Word for word, print all of the entries below.

[Extracted material Boundary: Start]

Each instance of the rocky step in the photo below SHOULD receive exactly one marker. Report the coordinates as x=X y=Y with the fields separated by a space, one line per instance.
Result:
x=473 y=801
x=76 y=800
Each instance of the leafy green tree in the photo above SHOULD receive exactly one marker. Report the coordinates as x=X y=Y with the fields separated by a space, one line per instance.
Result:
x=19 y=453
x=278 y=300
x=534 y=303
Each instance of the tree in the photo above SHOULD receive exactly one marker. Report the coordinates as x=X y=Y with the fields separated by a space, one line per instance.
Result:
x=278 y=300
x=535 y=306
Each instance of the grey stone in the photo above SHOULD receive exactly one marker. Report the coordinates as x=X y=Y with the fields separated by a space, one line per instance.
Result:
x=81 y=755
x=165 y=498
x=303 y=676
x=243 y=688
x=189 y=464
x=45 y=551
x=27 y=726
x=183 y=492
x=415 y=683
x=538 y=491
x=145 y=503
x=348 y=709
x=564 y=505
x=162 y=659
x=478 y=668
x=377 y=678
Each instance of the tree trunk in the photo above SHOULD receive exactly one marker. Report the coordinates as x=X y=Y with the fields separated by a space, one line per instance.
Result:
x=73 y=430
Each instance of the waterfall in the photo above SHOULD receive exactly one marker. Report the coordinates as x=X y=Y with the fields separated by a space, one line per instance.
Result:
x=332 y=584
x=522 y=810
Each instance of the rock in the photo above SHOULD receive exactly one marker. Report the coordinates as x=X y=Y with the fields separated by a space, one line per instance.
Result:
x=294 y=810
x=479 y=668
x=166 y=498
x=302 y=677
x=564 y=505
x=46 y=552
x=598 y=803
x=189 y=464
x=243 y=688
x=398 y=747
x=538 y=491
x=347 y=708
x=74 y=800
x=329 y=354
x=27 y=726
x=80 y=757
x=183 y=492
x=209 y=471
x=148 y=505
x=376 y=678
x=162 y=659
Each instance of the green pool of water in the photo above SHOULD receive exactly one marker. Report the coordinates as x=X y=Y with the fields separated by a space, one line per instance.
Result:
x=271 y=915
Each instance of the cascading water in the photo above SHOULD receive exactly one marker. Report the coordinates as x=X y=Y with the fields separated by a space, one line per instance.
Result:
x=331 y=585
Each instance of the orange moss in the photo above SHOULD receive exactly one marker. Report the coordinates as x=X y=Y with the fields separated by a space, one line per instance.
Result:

[Extracted material Boundary: End]

Solution to the exercise:
Each instance of the rocky step in the photo below SHOULD receive exactly one marker. Report the coordinates as x=X y=Y with the fields separated by a space, one line per instance.
Result:
x=473 y=801
x=76 y=800
Each instance of the leafy green tree in the photo above SHOULD receive exactly one marker. Report the coordinates as x=X y=Y with the fields separated by a space, one line per instance.
Result:
x=19 y=453
x=278 y=300
x=534 y=303
Each instance of the tree in the photo above SHOULD receive exactly one marker. Report the coordinates as x=X y=Y with the fields separated by a space, one line per instance.
Result:
x=278 y=300
x=535 y=306
Each instance of the grey stone in the photo above SHOULD receive exactly one marker. Report the coordinates as x=X y=Y with the fields separated by a space, one line per instance.
Result:
x=81 y=755
x=165 y=498
x=303 y=676
x=243 y=688
x=189 y=464
x=45 y=551
x=27 y=726
x=183 y=492
x=415 y=683
x=538 y=491
x=145 y=503
x=348 y=709
x=564 y=505
x=162 y=659
x=478 y=668
x=377 y=678
Each instance of the tree trunk in the photo above SHOULD receive exactly one marker. Report the coordinates as x=X y=Y with the fields separated by a space, one line per instance.
Result:
x=73 y=430
Each instance of the waterfall in the photo above SHOULD receive exactly one marker. Report the coordinates as x=X y=Y with the fields separated by a space, one line per instance.
Result:
x=332 y=584
x=522 y=810
Each instance of the rock in the photo above SHOULD receive exactly one marker. Report the coordinates as x=X y=Y with the fields separated by a space, one line per instance.
Result:
x=294 y=810
x=479 y=668
x=166 y=498
x=302 y=677
x=564 y=505
x=46 y=552
x=598 y=803
x=189 y=464
x=243 y=688
x=398 y=747
x=538 y=491
x=347 y=708
x=74 y=800
x=329 y=354
x=27 y=726
x=80 y=757
x=183 y=492
x=209 y=471
x=148 y=505
x=376 y=678
x=162 y=659
Each instance of the green pool of water in the photo above SHOULD receive exactly one marker. Report the coordinates as x=X y=Y with the fields separated by a space, one line per instance.
Result:
x=271 y=915
Each instance of the cascading water in the photo above SHOULD receive exactly one marker. Report the coordinates as x=X y=Y with the fields separated by a space, one line per instance.
Result:
x=331 y=585
Each instance of the orange moss in the photo above SHOULD receive exactly one marker. Report the coordinates as x=X y=Y with the fields separated by a space, one line per instance.
Result:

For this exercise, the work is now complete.